-------- Data entries

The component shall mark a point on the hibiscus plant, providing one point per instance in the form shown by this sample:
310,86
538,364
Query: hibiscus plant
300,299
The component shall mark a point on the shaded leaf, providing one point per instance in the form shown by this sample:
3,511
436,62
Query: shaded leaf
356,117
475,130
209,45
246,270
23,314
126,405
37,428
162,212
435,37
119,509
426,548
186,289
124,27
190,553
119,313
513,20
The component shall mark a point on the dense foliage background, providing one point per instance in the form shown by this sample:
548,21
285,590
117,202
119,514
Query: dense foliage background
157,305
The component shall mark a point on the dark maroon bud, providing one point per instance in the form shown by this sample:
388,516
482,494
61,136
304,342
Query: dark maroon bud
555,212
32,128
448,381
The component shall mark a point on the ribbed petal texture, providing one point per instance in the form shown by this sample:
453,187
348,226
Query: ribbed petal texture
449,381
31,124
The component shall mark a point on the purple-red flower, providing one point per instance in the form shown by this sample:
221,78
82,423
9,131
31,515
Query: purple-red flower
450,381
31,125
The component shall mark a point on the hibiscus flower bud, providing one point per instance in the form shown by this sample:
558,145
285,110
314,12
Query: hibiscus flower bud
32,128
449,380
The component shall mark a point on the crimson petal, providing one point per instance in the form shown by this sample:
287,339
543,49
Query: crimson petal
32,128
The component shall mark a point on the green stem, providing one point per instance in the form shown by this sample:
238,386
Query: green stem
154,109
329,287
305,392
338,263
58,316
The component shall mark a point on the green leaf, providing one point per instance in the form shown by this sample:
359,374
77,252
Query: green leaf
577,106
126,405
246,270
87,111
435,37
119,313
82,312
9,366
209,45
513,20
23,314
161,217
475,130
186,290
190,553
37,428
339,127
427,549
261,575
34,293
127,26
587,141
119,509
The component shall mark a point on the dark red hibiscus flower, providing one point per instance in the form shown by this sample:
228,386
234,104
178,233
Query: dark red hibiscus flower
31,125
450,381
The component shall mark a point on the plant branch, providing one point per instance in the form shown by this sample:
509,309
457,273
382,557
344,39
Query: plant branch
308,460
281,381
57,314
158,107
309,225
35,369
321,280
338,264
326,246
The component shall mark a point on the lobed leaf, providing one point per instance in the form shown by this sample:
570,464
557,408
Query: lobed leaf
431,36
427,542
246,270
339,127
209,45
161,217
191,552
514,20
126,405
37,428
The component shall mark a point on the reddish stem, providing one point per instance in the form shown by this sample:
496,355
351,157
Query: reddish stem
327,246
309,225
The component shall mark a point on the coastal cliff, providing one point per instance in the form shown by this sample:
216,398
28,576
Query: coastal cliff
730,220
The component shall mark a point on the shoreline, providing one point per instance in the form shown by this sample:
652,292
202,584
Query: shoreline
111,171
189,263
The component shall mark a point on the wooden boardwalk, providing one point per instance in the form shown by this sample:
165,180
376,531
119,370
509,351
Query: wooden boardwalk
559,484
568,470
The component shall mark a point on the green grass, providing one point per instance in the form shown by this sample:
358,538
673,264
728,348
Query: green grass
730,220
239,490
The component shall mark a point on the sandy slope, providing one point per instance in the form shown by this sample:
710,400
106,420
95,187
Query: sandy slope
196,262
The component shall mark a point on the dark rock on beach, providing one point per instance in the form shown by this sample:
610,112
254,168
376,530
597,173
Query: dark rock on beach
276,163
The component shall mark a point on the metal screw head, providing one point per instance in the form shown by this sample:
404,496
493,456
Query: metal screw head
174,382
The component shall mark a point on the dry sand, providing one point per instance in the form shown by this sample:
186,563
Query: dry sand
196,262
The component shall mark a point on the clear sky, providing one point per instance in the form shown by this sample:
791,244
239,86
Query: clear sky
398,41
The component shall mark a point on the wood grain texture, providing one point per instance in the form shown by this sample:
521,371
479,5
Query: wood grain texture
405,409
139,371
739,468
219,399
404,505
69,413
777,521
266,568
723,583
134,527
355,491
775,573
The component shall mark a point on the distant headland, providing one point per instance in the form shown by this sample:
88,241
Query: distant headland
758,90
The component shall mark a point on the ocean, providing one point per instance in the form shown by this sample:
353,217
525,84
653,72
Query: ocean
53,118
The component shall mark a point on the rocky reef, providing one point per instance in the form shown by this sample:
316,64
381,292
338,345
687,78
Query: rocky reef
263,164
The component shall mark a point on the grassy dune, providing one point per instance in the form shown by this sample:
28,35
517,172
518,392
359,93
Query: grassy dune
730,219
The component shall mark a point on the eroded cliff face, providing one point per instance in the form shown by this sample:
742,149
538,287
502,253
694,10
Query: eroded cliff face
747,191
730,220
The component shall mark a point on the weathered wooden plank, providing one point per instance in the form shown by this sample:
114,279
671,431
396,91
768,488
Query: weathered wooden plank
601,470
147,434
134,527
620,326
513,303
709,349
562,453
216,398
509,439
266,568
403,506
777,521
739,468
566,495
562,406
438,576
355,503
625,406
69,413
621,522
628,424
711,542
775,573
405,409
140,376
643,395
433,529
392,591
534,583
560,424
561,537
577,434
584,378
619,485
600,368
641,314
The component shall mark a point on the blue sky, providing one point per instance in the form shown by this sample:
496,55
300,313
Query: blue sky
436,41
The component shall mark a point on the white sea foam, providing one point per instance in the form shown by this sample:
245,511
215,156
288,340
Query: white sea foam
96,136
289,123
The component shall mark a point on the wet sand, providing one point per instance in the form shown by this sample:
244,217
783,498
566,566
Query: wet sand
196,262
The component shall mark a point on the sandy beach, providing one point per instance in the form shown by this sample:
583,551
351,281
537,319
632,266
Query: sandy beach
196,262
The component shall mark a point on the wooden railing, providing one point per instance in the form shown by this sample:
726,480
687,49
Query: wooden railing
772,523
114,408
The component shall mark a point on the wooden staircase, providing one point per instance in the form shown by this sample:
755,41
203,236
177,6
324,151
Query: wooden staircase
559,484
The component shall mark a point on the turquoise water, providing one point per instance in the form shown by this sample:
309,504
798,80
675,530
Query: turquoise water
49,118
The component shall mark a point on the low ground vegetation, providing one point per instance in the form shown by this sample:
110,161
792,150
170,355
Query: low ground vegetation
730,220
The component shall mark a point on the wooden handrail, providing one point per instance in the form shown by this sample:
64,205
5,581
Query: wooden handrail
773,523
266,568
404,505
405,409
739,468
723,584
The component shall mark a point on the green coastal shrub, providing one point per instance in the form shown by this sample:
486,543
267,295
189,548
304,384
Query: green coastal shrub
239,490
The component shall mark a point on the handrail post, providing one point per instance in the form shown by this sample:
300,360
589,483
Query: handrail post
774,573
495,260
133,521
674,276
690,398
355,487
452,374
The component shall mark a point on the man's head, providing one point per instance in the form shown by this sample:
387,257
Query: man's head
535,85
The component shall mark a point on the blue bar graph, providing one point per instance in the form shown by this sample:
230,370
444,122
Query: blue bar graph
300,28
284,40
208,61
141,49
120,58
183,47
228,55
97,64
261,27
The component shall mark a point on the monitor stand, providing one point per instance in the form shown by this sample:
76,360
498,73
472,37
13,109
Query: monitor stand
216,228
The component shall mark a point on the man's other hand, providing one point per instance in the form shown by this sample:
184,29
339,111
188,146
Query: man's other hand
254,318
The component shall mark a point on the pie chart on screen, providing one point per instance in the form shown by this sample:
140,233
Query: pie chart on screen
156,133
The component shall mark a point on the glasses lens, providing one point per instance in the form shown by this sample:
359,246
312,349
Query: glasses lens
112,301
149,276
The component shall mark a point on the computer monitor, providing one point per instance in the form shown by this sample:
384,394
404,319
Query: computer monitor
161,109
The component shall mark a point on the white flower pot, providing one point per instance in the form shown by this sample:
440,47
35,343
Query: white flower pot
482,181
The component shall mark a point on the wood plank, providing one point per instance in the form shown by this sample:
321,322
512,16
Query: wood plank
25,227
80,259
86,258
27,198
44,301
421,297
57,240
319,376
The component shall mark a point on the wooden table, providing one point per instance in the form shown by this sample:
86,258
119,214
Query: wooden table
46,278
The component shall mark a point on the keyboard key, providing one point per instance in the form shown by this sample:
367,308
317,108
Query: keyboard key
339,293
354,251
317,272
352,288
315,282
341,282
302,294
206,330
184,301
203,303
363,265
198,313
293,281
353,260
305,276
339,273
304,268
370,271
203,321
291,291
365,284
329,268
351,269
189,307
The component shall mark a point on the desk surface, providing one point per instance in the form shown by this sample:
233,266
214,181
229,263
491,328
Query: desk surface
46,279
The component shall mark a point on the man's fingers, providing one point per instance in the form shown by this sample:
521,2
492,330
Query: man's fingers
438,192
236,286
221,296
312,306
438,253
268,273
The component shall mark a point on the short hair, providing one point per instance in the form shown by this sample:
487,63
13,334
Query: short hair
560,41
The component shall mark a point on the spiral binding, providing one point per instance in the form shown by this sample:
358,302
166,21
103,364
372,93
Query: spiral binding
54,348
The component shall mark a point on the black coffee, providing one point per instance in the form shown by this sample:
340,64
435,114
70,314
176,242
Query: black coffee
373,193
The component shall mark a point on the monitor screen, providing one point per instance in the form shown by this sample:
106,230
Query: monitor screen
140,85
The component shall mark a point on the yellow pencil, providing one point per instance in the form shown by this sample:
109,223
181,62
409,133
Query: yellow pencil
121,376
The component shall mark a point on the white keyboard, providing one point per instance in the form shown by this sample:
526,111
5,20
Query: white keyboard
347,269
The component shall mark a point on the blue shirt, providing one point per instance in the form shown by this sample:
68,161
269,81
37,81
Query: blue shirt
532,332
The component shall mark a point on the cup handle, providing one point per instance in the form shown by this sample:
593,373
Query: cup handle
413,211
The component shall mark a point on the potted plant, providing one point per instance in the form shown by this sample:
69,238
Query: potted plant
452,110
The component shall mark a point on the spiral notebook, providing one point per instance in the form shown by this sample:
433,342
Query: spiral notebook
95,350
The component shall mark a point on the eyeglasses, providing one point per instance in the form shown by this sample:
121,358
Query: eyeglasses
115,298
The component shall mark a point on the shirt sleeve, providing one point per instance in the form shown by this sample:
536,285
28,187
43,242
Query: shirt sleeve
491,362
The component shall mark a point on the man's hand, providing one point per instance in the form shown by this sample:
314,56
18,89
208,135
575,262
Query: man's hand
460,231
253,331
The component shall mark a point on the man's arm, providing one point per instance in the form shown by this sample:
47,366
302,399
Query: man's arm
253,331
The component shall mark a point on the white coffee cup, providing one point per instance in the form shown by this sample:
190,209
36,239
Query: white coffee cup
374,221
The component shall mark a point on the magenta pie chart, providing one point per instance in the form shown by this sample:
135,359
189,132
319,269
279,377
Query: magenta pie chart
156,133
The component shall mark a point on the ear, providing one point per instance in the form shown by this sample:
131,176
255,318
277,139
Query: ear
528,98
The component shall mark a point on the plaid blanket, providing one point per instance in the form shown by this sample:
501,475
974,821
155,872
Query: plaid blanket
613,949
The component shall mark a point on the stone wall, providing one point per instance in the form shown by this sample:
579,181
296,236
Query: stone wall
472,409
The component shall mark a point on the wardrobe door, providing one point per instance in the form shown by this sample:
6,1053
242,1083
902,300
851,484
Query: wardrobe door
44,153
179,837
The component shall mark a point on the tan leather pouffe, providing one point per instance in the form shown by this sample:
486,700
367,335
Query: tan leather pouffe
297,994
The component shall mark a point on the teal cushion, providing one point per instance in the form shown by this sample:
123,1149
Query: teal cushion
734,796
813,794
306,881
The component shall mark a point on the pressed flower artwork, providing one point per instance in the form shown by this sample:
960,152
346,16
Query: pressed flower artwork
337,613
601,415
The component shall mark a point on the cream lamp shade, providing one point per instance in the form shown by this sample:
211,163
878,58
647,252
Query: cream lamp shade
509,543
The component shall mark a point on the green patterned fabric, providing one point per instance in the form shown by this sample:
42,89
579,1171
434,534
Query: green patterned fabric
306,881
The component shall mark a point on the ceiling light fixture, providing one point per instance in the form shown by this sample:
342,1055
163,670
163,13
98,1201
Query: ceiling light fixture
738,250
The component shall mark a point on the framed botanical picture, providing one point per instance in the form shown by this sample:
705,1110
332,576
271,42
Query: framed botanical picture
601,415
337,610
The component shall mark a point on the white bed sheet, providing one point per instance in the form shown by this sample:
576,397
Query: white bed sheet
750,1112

----------------

_Written request:_ Return exactly the lines from the one containing "The component shall mark a point on the green patterned" through the last line of the records above, both included, and nothing else.

_Exercise answer:_
The component shall mark a point on the green patterned fabric, providing one point per instance in the form shown by this sample:
42,89
579,1171
434,534
Query: green patterned fabric
306,881
The component shall mark a point on the ceiling light fixture, providing one point per instance in the form shown by this sample:
342,1055
163,670
163,13
98,1201
Query: ceiling light fixture
738,250
The component shall mark a point on the framed botanical picture, providing one point per instance in the form shown by this sample:
705,1110
332,576
271,42
Query: framed botanical picture
601,415
337,610
The component shall mark a point on the white bed sheet, providing one point per instance in the form shown by this sample:
576,397
Query: white bed sheet
750,1112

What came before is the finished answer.